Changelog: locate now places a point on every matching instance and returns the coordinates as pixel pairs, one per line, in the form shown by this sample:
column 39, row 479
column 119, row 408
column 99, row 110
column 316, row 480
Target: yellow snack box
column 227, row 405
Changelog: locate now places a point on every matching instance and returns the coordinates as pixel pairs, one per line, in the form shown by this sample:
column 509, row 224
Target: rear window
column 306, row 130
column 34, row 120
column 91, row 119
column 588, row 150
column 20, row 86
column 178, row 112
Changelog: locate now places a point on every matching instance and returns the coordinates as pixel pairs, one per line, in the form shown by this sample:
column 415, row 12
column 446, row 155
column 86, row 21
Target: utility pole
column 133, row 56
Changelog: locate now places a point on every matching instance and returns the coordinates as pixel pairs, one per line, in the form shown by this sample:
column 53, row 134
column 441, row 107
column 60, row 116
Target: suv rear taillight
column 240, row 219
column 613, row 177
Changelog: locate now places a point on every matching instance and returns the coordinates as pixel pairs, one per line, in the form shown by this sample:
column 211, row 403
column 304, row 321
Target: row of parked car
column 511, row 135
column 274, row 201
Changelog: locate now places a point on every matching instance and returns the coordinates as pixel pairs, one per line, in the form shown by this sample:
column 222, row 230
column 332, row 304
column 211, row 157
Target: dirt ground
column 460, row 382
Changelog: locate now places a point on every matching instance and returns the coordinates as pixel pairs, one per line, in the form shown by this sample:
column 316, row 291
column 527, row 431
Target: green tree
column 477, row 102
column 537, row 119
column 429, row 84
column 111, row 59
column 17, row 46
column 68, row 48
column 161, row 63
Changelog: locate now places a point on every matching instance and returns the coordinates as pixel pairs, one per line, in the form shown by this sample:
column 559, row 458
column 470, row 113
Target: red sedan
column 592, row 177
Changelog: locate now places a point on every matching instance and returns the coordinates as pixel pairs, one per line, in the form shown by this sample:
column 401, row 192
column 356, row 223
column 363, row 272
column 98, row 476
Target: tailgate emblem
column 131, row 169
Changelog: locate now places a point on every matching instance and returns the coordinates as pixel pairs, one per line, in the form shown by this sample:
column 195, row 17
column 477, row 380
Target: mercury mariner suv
········
Try it: Set down the listing again, exactly.

Final answer:
Changelog: locate now places a point on every matching instance and returns the coordinates as pixel pairs, one per line, in the form shown by this sample:
column 39, row 479
column 119, row 408
column 99, row 110
column 316, row 480
Target: yellow snack box
column 227, row 405
Changelog: locate now places a point on every matching instance and returns the coordinates as pixel pairs, one per line, in the form shown by this sample:
column 509, row 224
Target: rear window
column 306, row 130
column 34, row 120
column 91, row 119
column 588, row 150
column 20, row 86
column 178, row 112
Changelog: locate now places a point on every matching instance and returns the coordinates as pixel pairs, one per line, in the form shown by this sample:
column 415, row 12
column 446, row 155
column 86, row 21
Target: utility pole
column 133, row 56
Changelog: locate now places a point on every matching instance and returns the coordinates as pixel pairs, one per line, in the form shown by this sample:
column 53, row 134
column 441, row 107
column 60, row 116
Target: suv rear taillight
column 240, row 219
column 613, row 177
Changelog: locate now places a point on every matching instance and returns the coordinates as pixel pairs, one per line, in the form shown by this sample:
column 211, row 403
column 304, row 321
Target: row of parked car
column 511, row 135
column 274, row 201
Changelog: locate now places a point on every matching instance and returns the coordinates as pixel pairs, one per line, in the form shown by this sample:
column 222, row 230
column 332, row 304
column 211, row 157
Target: dirt ground
column 460, row 382
Changelog: locate now places a point on every matching instance and returns the coordinates as pixel pairs, one per line, in the form shown by this sample:
column 316, row 291
column 527, row 431
Target: green tree
column 477, row 102
column 537, row 119
column 429, row 84
column 111, row 59
column 17, row 46
column 68, row 48
column 161, row 63
Changelog: locate now places a point on every matching instance and returns the coordinates as pixel pairs, one per line, in the form shown by this sample:
column 559, row 458
column 470, row 113
Target: red sedan
column 592, row 177
Changelog: locate now places a point on every matching instance and returns the coordinates as pixel pairs, one per line, in the form shown by this sample:
column 401, row 192
column 356, row 223
column 363, row 272
column 98, row 476
Target: tailgate emblem
column 131, row 169
Changelog: locate now places a point on every matching instance and returns the coordinates as pixel pairs, one per line, in the form shown by this sample:
column 195, row 17
column 477, row 380
Target: mercury mariner suv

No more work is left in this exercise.